• Document excerpt:
-- begin --

You couldn't come up with a better name for a film featuring Clint Eastwood and John Wayne than "The Hostiles." This never-realized Western would have united the two most prominent figures of the genre in a film that was surely destined to become one of the best Western movies ever made. But Wayne and Eastwood's relationship was simply too contentious for that to happen.

Ostensibly, these were two diametrically opposed figures, making their reconciliation seemingly impossible. The Duke and his younger colleague clashed early in Eastwood's career, and the hostilities remained in place for years. But the pair had much more in common than their tumultuous relationship suggested, and Eastwood likely knew as much. The actor tried hard to convince Wayne to star alongside him in a movie penned by Larry Cohen, but the Duke simply wasn't having it.

Today, "The Hostiles" remains one of the great what-ifs in cinema history. This particular what-if would have been a hugely symbolic project, uniting two seemingly opposed generations at a crucial time. The film even had the potential to prolong the lifespan of the waning Western genre, or perhaps give it the grand, ceremonious send-off it truly deserved. In that sense, it's damn near heartbreaking to think about what could have been. Alas, a project that had all the hallmarks of a classic ended up as an unrecognizable shell of itself on, ironically, the Hallmark Channel.

-- end --

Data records
-- begin --

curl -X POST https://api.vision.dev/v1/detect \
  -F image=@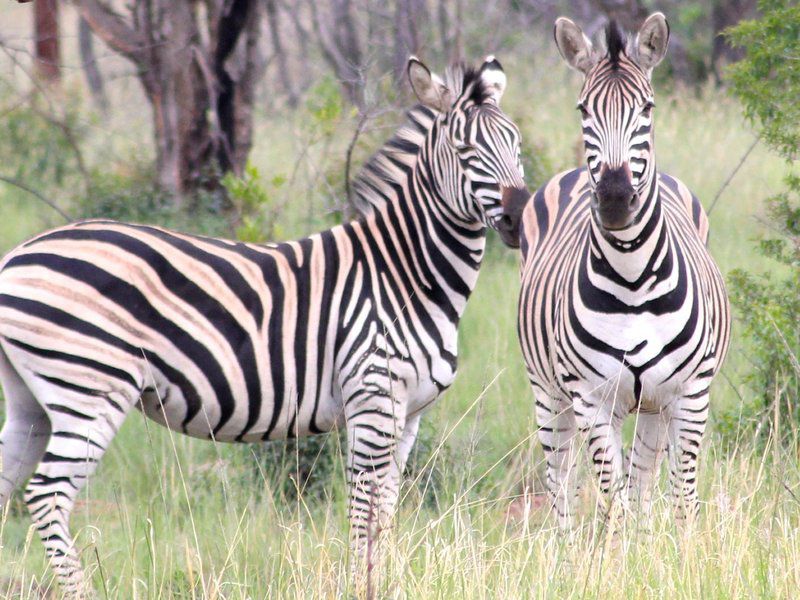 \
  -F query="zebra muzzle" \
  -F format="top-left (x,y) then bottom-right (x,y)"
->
top-left (592, 168), bottom-right (641, 231)
top-left (495, 186), bottom-right (531, 248)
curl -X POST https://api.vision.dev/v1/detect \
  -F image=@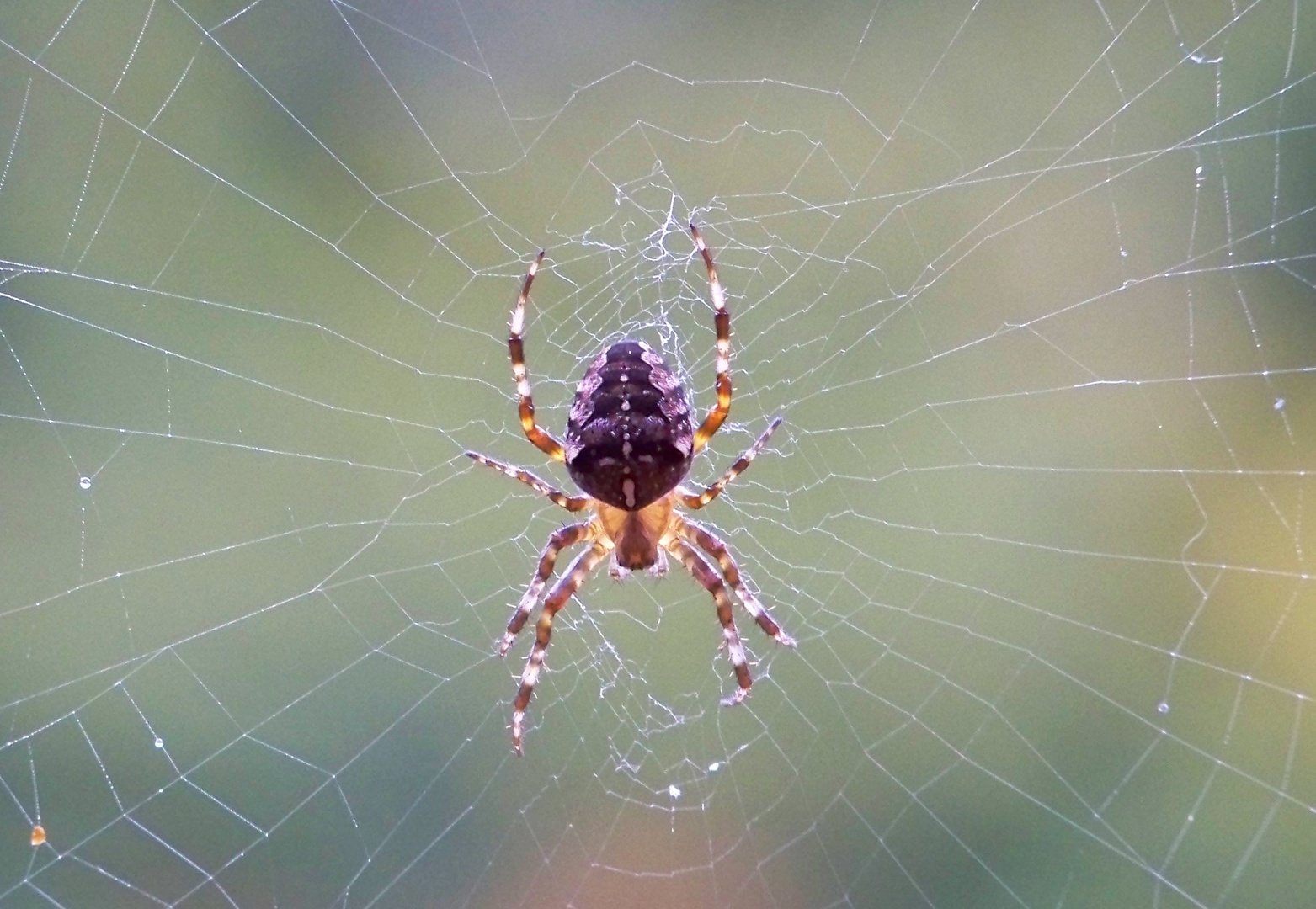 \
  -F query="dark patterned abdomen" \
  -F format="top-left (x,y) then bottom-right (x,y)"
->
top-left (566, 341), bottom-right (694, 512)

-- end --

• The tasks:
**1.** Answer these questions about the text on the unmade Western "The Hostiles":
(a) Who wrote the movie that Eastwood wanted Wayne to star in with him?
(b) What does the text say "The Hostiles" remains today?
(c) Where did the project finally end up?
**2.** Gather every line of the rows that contains the string "left", and note that case counts.
The text and the rows have nothing to do with each other.

• The answers:
**1.**
(a) Larry Cohen
(b) One of the great what-ifs in cinema history
(c) On the Hallmark Channel

**2.**
  -F format="top-left (x,y) then bottom-right (x,y)"
top-left (592, 168), bottom-right (641, 231)
top-left (495, 186), bottom-right (531, 248)
  -F format="top-left (x,y) then bottom-right (x,y)"
top-left (566, 341), bottom-right (694, 512)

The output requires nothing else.